All that is required is the number of lines in this listing that hold "house".

--------

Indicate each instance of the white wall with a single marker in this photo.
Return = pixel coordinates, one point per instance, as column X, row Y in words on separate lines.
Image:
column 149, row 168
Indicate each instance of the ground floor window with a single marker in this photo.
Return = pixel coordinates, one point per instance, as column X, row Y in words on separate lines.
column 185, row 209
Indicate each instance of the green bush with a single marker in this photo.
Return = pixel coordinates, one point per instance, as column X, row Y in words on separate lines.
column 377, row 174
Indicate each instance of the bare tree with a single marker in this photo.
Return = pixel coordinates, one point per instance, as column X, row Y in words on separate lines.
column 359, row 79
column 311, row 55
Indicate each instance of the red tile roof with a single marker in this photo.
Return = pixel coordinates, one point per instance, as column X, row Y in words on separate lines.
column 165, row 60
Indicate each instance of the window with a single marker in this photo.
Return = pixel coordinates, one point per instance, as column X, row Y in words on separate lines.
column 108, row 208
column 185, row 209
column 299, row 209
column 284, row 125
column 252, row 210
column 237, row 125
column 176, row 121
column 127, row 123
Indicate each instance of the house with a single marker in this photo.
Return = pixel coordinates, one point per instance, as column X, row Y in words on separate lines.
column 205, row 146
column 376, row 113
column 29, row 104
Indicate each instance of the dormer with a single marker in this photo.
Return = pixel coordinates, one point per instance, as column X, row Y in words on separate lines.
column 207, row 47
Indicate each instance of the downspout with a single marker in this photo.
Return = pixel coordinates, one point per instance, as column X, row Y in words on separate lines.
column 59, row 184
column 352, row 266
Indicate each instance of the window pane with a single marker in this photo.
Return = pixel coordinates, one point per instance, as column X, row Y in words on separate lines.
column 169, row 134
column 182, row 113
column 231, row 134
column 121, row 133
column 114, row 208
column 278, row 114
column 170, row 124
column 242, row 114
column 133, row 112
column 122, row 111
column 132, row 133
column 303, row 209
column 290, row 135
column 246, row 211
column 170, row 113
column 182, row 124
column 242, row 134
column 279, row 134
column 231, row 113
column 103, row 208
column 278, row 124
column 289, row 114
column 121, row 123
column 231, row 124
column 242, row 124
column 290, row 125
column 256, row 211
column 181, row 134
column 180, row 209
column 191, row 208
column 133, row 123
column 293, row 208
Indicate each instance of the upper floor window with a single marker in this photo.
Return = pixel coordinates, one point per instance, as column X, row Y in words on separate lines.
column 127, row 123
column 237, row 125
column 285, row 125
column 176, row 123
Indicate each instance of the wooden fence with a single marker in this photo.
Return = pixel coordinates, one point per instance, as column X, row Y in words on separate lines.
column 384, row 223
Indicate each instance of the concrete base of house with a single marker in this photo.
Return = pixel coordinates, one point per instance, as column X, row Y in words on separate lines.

--------

## Task result
2